そして、本発明では、前記加工回転体が木製であることにより、取り扱い性もよく、歯溝の転写性が良好であるとともに研磨特性も良好である。たとえば、セラミックスを用いた場合には、割れやすい上に歯溝の転写が事実上不可能である。また、プラスチックでは倣い加工や研磨時の発熱によって軟化したり変質したりしやすい。金属では歯溝の転写が不可能である。加工回転体としては、ブナ、樫、楢、栗、桜などを用いることができるが、特にブナが望ましい。また、十分に乾燥したものを用いることが望ましい。さらに、材木の軸線方向に沿って切り出した板材を用いることによって均質性を確保できる。
そして、研磨加工の準備作業において、前記加工回転体の外周部にドレッシング工具で切削を行って前記外周部の振れを除去した後、前記加工回転体を前記歯車に当接させて前記加工回転体の外周部に前記歯溝を形成する倣い加工を行うので、研磨対象である歯車の歯形に対応する歯溝を確実に形成することができる。ここで、倣い加工をキャリブレーション工程に連続して行うことによって、研磨加工前の段取りを迅速に行うことが可能になる。
【0007】
この発明によれば、キャリブレーション工程において、応力を検出して当該応力の値が第1応力値に到達したときの歯車と加工回転体の相対的位置関係を求め、研磨加工工程においては、上記の相対的位置関係を基準とした研磨条件により研磨加工を実施するようにしたことにより、歯車と加工回転体の相対的位置関係を定量的かつ客観的に把握することができるため、この相対的位置関係に基づいた研磨条件で研磨加工することにより、ばらつきの少ない安定した研磨加工を実現できる。また、上記の相対的位置関係を基準として研磨加工を施すことによって、歯車の歯形精度と表面粗さとのバランスを確保することも可能になる。特に、歯溝付きの加工回転体を木製や紙製とする場合には、研磨加工時における加工回転体の損耗が激しくなるため、上記相対的位置関係を把握することによって加工回転体外周を常に一定の損耗状況に保ちながら研磨加工を施すことが可能になる。

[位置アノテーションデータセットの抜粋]
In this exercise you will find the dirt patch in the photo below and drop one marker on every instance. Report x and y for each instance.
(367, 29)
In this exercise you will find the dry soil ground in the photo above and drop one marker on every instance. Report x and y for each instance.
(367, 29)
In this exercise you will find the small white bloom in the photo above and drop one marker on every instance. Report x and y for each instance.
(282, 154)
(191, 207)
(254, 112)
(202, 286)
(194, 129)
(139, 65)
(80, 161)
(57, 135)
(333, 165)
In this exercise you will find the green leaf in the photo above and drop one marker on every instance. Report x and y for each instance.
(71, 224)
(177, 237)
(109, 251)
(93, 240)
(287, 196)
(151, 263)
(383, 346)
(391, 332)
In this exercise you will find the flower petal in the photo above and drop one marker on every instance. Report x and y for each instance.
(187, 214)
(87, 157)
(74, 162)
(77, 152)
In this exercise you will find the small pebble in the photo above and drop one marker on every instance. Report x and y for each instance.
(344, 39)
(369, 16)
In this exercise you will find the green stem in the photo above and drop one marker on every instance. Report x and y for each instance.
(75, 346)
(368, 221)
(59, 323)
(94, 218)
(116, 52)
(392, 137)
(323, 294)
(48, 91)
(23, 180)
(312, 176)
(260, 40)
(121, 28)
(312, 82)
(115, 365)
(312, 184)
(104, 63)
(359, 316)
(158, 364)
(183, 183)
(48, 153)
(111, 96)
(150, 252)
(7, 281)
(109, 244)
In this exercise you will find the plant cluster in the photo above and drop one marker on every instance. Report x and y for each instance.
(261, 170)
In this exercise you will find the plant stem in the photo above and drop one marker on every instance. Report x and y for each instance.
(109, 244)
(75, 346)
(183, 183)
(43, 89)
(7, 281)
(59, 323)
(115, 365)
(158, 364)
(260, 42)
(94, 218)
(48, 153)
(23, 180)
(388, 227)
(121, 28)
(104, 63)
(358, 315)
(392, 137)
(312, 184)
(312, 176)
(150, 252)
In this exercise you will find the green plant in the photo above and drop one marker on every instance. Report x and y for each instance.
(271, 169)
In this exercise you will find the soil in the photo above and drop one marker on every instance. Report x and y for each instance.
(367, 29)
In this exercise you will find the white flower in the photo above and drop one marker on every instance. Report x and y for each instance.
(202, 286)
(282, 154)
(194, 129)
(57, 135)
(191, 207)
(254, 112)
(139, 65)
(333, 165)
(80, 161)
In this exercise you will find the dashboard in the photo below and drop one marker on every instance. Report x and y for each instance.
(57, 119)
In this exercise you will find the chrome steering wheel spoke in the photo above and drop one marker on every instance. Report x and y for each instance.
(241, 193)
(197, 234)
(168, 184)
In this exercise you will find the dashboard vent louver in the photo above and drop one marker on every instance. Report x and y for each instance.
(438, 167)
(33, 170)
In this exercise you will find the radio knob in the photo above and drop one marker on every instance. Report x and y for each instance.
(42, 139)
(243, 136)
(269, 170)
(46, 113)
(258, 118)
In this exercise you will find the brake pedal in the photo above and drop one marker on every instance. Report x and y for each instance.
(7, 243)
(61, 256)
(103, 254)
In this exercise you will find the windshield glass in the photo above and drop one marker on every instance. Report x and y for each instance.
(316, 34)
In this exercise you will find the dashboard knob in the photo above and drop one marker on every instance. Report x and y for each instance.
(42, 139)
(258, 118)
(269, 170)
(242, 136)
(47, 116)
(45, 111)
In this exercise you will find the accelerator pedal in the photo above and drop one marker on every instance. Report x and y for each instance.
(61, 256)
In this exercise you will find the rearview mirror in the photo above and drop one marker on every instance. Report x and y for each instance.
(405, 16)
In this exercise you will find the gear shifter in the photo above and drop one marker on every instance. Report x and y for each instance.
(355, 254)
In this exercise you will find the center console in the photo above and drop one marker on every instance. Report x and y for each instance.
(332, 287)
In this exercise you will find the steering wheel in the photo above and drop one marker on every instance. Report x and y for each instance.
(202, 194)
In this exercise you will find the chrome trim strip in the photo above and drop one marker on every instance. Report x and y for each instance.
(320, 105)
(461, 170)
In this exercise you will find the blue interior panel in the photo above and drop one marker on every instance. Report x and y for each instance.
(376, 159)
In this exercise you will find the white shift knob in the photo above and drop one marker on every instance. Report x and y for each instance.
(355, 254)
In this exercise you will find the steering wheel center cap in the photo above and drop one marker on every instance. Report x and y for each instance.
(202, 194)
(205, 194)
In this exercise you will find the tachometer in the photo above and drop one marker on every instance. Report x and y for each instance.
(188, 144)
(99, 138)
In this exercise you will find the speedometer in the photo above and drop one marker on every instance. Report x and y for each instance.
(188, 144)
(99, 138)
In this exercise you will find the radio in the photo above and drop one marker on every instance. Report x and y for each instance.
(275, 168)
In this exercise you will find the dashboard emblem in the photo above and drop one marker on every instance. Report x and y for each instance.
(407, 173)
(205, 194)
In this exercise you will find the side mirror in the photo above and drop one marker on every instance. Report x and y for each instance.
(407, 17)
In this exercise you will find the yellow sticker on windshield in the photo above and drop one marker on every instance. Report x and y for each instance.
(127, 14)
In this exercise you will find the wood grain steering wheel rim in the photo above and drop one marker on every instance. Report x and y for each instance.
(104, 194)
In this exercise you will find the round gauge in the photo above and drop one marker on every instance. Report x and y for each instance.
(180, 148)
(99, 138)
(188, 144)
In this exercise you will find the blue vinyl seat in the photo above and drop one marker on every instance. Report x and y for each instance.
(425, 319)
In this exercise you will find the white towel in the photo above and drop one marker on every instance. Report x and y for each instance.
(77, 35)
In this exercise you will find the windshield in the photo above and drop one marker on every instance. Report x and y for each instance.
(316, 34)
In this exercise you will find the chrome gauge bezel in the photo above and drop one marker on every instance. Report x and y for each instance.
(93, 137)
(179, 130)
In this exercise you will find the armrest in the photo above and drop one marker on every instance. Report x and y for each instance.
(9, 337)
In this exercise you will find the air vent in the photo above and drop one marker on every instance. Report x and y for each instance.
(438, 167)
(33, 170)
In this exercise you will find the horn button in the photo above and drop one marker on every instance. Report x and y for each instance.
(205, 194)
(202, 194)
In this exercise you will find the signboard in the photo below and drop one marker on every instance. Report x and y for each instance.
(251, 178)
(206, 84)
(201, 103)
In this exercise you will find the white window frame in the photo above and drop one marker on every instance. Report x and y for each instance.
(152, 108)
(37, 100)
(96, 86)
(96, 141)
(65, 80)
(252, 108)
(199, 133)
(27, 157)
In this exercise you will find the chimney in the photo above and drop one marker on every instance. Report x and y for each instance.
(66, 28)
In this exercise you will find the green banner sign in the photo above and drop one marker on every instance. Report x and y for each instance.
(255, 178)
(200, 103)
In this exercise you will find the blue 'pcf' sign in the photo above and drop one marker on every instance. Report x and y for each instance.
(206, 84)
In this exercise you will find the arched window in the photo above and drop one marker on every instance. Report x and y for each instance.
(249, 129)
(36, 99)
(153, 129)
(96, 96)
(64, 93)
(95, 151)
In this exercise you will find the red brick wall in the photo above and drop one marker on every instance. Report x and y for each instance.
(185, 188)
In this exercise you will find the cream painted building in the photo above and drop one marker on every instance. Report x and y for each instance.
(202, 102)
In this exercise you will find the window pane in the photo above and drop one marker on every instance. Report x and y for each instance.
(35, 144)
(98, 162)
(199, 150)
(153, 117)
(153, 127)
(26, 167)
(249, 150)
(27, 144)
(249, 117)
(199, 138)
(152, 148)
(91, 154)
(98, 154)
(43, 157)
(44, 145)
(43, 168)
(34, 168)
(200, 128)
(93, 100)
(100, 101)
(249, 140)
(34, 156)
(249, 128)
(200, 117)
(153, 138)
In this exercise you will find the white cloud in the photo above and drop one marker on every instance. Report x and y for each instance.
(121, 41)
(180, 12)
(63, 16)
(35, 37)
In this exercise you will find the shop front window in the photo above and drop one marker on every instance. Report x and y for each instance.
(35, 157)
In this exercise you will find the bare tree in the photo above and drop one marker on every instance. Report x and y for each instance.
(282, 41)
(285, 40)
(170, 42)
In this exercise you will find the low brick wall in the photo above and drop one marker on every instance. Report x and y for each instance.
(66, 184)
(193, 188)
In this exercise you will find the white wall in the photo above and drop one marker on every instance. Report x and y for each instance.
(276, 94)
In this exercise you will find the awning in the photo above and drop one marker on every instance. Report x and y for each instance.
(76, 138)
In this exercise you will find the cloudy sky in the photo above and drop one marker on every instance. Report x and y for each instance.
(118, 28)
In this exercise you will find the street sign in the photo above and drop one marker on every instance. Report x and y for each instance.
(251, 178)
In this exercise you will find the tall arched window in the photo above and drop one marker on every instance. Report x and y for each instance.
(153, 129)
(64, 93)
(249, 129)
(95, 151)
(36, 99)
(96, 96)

◆ **指示と要件**
歯車研磨についての抜粋によると、加工回転体に用いる木材として特に望ましいのはどの樹種か。

◆ **想定される解答**
特に望ましいのはブナである。